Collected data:
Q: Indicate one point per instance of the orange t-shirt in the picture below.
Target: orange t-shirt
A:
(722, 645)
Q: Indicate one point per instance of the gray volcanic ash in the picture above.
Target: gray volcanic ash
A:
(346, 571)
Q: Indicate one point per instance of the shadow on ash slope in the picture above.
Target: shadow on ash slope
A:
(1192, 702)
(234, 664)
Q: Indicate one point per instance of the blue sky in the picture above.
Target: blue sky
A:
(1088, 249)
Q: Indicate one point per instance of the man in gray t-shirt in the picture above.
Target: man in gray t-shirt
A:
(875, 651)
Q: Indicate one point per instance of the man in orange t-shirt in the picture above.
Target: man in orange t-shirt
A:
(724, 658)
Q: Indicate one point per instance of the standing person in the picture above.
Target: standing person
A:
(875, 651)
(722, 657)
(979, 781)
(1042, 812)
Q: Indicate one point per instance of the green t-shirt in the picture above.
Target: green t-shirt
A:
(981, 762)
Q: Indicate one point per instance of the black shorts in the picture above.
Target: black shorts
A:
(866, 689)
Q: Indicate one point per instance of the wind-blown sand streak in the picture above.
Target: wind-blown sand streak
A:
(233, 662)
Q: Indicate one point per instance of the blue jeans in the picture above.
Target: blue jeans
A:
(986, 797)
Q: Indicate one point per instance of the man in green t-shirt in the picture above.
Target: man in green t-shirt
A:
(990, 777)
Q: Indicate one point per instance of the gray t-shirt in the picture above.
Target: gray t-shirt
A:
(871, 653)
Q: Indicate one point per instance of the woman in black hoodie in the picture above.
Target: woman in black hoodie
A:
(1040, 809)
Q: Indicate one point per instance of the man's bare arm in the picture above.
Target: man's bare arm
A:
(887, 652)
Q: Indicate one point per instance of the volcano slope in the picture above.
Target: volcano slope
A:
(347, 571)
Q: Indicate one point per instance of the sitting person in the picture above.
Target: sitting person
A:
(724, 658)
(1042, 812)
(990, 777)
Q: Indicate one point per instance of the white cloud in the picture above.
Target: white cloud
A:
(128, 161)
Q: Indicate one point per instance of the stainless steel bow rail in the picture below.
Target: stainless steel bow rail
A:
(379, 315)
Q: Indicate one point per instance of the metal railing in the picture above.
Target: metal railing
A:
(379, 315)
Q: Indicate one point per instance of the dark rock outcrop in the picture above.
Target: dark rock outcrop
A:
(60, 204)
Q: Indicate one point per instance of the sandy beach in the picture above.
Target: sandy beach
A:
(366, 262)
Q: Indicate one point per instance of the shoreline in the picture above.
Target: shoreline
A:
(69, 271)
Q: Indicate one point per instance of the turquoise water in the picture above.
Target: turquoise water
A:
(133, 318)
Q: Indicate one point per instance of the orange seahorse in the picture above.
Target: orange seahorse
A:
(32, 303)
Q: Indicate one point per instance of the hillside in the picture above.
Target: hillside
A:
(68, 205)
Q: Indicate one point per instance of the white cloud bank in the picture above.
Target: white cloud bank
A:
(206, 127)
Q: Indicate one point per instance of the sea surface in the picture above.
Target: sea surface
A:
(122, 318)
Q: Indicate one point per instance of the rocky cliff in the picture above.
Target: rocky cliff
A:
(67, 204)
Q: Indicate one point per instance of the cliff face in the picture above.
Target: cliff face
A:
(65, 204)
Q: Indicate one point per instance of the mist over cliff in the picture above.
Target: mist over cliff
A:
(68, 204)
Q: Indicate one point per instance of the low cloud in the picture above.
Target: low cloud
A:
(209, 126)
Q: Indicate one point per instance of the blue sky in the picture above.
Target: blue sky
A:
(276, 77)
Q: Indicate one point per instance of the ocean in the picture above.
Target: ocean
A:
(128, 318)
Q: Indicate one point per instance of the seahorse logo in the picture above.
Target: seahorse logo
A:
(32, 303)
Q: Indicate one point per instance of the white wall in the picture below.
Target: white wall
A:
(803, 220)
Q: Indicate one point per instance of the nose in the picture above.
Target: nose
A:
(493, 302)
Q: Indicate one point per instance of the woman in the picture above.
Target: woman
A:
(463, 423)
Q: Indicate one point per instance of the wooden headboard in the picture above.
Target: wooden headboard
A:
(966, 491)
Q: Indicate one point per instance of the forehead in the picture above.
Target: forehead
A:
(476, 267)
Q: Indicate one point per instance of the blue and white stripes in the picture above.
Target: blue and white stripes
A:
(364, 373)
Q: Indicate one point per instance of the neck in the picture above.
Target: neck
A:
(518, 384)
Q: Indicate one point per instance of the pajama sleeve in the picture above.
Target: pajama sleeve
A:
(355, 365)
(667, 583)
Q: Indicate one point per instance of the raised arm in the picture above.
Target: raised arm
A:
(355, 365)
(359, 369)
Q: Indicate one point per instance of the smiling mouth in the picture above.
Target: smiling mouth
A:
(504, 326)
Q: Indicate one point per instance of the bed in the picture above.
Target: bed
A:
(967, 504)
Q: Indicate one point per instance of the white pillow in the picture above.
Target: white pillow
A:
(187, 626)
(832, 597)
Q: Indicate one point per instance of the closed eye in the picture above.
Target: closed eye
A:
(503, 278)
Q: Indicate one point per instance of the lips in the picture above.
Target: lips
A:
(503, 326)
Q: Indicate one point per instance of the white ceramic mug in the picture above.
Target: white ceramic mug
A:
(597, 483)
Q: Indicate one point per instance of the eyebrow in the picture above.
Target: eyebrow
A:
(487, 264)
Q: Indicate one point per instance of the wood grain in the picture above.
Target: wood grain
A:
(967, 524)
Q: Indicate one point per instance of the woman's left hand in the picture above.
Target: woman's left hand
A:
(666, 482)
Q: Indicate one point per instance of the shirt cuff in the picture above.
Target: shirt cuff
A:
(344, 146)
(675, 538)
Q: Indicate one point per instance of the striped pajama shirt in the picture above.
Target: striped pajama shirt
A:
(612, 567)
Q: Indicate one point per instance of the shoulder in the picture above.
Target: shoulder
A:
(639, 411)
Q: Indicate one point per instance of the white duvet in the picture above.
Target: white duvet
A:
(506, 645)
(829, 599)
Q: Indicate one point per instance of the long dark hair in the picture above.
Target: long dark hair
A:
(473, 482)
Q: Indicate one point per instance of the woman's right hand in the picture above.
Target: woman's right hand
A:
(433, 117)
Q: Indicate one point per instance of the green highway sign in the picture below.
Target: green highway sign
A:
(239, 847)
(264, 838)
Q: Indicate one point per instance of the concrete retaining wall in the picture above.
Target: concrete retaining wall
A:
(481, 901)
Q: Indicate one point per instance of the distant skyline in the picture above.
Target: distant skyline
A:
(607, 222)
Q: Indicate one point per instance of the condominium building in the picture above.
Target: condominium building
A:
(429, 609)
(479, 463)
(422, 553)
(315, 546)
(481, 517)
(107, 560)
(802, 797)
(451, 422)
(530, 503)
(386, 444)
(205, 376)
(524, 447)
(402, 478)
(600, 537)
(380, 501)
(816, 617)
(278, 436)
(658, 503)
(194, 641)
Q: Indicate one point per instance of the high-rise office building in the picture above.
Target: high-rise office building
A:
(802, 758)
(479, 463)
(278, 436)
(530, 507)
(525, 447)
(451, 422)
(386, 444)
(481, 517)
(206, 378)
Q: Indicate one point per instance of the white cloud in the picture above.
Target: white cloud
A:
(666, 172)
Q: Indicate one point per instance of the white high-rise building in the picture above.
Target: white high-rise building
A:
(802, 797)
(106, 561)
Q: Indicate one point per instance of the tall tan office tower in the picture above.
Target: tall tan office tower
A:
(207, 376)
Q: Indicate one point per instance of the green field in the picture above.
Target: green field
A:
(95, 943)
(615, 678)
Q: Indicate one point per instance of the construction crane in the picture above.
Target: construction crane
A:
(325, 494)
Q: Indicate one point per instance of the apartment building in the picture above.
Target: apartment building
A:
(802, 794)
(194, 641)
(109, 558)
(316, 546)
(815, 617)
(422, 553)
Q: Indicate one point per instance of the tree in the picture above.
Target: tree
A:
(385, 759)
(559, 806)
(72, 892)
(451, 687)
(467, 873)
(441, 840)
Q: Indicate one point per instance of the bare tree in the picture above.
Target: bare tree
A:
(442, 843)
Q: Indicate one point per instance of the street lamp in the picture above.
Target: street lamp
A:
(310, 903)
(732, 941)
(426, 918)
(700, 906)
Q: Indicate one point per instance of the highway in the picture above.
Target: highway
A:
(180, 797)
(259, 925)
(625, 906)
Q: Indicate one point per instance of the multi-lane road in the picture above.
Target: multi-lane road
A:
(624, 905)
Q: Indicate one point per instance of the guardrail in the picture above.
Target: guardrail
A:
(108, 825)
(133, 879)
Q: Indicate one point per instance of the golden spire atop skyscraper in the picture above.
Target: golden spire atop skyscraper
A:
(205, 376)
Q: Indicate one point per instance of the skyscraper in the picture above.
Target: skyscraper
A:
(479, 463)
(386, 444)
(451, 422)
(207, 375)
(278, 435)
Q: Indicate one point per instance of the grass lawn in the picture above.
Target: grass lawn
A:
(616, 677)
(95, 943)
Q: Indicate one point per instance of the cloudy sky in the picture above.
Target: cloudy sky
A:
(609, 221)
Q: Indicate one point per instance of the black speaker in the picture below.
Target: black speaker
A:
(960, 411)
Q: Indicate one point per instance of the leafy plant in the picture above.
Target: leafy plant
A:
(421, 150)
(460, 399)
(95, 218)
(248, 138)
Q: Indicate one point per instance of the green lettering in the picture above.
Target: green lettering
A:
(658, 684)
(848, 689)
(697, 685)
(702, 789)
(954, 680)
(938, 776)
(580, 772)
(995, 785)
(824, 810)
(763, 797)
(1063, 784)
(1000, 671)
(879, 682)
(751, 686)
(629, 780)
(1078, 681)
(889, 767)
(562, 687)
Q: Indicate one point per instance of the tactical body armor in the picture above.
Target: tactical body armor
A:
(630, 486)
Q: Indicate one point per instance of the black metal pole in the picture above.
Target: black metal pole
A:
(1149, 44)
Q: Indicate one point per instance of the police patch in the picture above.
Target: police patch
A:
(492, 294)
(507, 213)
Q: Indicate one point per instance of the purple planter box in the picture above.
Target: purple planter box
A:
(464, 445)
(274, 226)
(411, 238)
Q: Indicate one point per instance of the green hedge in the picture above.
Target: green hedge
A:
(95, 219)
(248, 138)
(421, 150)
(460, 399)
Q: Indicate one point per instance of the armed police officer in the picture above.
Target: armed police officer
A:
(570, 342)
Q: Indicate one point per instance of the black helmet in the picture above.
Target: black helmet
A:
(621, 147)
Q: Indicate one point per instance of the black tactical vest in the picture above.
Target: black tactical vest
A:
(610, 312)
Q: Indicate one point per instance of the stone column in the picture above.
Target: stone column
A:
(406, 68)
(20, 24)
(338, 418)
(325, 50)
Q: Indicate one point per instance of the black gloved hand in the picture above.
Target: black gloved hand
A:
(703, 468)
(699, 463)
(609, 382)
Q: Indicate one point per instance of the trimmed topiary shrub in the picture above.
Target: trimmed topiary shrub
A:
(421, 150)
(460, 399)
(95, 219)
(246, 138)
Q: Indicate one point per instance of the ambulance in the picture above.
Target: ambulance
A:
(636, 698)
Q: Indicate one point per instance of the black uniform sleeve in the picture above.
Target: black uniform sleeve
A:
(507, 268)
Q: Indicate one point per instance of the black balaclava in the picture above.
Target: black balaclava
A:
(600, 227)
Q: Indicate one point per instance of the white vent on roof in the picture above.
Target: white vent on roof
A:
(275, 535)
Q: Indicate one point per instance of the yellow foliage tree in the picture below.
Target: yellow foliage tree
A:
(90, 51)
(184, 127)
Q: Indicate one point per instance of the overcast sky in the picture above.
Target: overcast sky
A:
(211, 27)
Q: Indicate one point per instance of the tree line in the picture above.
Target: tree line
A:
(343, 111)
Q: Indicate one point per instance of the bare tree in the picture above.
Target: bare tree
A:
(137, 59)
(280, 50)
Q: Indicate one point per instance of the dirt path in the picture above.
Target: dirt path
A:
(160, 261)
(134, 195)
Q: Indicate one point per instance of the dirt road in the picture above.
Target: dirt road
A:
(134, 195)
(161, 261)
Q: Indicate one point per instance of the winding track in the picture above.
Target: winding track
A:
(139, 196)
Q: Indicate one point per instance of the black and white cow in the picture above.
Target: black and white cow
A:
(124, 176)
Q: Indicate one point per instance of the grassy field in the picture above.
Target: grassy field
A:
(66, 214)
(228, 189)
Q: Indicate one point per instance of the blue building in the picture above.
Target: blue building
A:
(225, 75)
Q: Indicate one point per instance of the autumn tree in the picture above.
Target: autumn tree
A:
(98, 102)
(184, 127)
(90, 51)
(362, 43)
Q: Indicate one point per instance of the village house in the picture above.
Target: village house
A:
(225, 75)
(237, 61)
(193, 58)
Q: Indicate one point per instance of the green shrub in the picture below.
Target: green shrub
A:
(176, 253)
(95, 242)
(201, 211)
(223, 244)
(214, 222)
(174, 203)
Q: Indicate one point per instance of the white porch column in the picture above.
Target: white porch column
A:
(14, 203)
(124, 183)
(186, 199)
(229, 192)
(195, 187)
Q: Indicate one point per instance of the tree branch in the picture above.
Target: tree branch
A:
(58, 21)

▶ [TASK OBJECTIVE] Starting at the line that contains "Q: Indicate one point per instance of the white porch" and continuing through the last line of the items, reproduce every line, raising each point coordinate in the answers by 44. Keep all other lines unchanged.

▶ [COMPLETE RESPONSE]
Q: Indicate one point per instance of the white porch column in the picture above.
Target: white porch column
A:
(58, 247)
(168, 227)
(230, 243)
(273, 236)
(239, 231)
Q: Indicate one point per instance of the tree branch in the picture above.
Target: tree branch
A:
(102, 65)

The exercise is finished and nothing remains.